** Work order 1 **
Please transcribe the part of the Amazon B.C. hiring article starting with "Amazon.com Inc.’s ever-expanding" and going on through "clip this year.".
** Work order 2 **
Write the next part of the article on Amazon's B.C. workforce, picking up after its last sentence.

** Text under study **
┌────────
Retail giant says all are permanent hires, in addition to seasonal staff recruited for the holiday shopping season

Amazon.com Inc.’s ever-expanding B.C. footprint has now topped 10,000 workers. 

The figure provided in Amazon’s 2021 impact report, released November 24, includes the 3,500 tech workers based at the Amazon Web Services (AWS) offices in Vancouver as well as a mix of full-time and part-time workers employed in other capacities such as at warehouses.

Amazon ramps up hiring at its warehouses each year ahead of the holiday shopping season but an Amazon spokeswoman told Business in Vancouver (BIV) all 10,000 workers in B.C. are permanent hires. The company did not immediately respond when asked about the number of temporary workers hired leading up to the holidays.

Amazon’s expansion throughout B.C. has been moving at a rapid clip this year.

Back in May, it revealed plans to hire more than 2,000 employees in Metro Vancouver to staff five buildings. One building included a 450,000-square-foot Vancouver facility described as an advanced robotics fulfilment centre at the Port of Vancouver.

Amazon followed up in June by announcing it would hire an additional 1,800 tech workers between its Vancouver and Toronto offices. An exact breakdown of how many new hires would be based out of those two cities was not available.

Toronto is presently home to 2,000 tech workers and 20,000 full-time and part-time workers employed in other capacities, according to its latest report.
└────────
** Supplied data **
┌────────
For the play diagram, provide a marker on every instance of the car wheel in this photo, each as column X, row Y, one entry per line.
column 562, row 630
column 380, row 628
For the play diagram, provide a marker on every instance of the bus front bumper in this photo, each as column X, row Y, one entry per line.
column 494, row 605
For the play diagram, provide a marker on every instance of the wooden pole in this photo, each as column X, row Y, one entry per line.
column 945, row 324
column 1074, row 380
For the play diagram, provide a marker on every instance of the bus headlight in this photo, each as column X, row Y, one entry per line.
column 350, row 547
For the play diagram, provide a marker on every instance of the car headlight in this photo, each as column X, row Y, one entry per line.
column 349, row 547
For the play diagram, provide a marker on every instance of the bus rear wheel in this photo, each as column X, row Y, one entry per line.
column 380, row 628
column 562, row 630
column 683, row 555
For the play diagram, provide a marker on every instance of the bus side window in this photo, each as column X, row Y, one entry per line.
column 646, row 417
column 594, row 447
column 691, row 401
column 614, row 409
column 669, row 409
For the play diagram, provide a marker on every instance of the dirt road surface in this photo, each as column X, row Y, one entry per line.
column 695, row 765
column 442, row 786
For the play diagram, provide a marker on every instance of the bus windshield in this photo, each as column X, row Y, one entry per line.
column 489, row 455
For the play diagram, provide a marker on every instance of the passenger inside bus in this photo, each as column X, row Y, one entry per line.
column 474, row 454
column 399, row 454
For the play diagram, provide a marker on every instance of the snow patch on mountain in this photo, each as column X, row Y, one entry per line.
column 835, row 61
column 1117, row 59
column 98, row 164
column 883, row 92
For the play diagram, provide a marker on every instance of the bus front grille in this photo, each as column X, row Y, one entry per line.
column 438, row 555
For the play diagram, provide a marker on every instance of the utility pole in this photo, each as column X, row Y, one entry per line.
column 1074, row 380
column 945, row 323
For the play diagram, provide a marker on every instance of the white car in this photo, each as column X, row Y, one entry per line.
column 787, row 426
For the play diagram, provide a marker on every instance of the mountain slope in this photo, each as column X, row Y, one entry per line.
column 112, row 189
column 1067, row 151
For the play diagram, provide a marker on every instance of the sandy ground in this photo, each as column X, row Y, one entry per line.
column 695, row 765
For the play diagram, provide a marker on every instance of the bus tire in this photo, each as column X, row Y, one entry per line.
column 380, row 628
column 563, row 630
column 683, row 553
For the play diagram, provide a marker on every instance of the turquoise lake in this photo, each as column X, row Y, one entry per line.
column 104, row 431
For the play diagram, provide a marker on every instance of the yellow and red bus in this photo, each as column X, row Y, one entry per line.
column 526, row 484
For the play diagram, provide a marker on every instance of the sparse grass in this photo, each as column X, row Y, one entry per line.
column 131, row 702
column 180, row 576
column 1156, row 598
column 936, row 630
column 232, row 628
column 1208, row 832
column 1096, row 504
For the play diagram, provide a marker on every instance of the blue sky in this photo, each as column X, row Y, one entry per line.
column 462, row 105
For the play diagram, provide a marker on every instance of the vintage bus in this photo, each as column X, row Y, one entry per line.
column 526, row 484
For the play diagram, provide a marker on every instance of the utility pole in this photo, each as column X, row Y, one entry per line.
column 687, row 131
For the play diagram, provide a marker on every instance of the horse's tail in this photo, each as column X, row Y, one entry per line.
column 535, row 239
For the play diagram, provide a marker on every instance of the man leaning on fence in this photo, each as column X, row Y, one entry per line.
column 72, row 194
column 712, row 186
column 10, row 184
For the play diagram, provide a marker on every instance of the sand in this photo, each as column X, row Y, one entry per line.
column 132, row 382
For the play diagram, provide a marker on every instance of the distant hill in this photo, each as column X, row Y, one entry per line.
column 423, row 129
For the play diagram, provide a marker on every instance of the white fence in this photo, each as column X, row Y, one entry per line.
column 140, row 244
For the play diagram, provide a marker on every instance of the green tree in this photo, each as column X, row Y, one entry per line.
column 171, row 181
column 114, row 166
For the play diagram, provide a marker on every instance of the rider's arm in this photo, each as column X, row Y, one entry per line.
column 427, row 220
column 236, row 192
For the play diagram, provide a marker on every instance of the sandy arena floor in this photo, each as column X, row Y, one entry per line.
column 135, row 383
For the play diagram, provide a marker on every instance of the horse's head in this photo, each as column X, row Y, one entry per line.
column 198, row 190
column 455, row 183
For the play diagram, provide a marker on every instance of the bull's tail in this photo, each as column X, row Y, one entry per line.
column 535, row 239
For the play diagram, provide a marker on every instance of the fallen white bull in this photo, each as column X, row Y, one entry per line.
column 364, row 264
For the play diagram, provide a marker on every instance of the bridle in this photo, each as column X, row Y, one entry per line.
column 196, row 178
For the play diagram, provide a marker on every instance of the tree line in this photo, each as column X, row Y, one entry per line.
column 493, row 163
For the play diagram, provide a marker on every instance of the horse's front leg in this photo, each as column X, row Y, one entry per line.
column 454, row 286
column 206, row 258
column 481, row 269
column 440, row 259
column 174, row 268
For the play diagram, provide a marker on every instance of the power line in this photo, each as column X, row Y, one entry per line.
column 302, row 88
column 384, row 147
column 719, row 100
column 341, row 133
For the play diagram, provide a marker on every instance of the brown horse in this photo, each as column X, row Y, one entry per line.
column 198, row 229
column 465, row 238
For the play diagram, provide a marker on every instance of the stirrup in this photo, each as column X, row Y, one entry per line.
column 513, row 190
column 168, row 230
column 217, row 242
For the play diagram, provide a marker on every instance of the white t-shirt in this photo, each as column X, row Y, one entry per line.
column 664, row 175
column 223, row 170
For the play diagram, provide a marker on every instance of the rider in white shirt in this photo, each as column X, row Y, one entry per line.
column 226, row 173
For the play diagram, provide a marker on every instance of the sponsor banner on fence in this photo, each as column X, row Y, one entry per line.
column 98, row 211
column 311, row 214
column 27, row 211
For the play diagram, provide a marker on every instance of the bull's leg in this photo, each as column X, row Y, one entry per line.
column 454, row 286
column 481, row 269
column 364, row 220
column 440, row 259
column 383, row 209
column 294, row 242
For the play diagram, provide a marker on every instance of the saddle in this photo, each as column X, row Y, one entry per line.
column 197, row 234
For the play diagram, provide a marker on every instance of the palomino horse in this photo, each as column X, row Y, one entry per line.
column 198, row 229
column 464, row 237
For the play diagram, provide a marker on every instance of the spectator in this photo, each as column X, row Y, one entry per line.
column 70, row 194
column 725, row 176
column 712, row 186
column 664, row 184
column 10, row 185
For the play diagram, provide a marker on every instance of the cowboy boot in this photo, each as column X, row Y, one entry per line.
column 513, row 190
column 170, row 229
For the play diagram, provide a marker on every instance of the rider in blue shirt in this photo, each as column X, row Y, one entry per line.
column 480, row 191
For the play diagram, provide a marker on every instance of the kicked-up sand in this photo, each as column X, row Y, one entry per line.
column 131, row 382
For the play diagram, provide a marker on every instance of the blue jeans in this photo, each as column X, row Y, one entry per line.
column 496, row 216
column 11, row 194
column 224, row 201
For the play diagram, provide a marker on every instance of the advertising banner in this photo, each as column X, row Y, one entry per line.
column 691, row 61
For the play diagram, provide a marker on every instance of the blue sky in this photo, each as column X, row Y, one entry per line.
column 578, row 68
└────────
** Your response 1 **
Amazon.com Inc.’s ever-expanding B.C. footprint has now topped 10,000 workers. 

The figure provided in Amazon’s 2021 impact report, released November 24, includes the 3,500 tech workers based at the Amazon Web Services (AWS) offices in Vancouver as well as a mix of full-time and part-time workers employed in other capacities such as at warehouses.

Amazon ramps up hiring at its warehouses each year ahead of the holiday shopping season but an Amazon spokeswoman told Business in Vancouver (BIV) all 10,000 workers in B.C. are permanent hires. The company did not immediately respond when asked about the number of temporary workers hired leading up to the holidays.

Amazon’s expansion throughout B.C. has been moving at a rapid clip this year.

** Your response 2 **
The company has four fulfillment centres in B.C., one sortation centre in Langley and six delivery stations across Metro Vancouver. In addition to the tech hub in Vancouver, it also has a corporate office in Victoria, where subsidiary AbeBooks operates.

Last fall, the Seattle-based company said it would hire an additional 3,000 workers for its AWS facilities in Vancouver as it committed to take up an additional 680,000 square feet of the old Canada Post building on West Georgia Street.

The iconic, boxy building will see two towers sprouting from the classic façade, while Amazon will lease 18 floors from the building’s North Tower and 17 floors from its South Tower with a total of 1.1 million square fee and at least 6,000 workers.

Development is expected to be completed in 2023.

Amazon embarked on a search for an “HQ2” in 2017, issuing an opening invitation to cities across North America to make a pitch as to why they should host the company’s second home.

It eventually whittled 238 bids down to 20 – Toronto being the only Canadian city to make the short list — before deciding its HQ2 would be split between two locations in New York City and Virginia.

The company planned at the outset of the HQ2 campaign to invest US$5 billion in the local economy over 15-17 years while hiring as many as 50,000 employees (its Seattle presence already included 40,000 employees across 33 buildings occupying 8.1 million square feet at the time).

But since the HQ2 bid, Amazon has taken an increasing liking to Vancouver, committing in November 2017 to hire an additional 1,000 workers in the city.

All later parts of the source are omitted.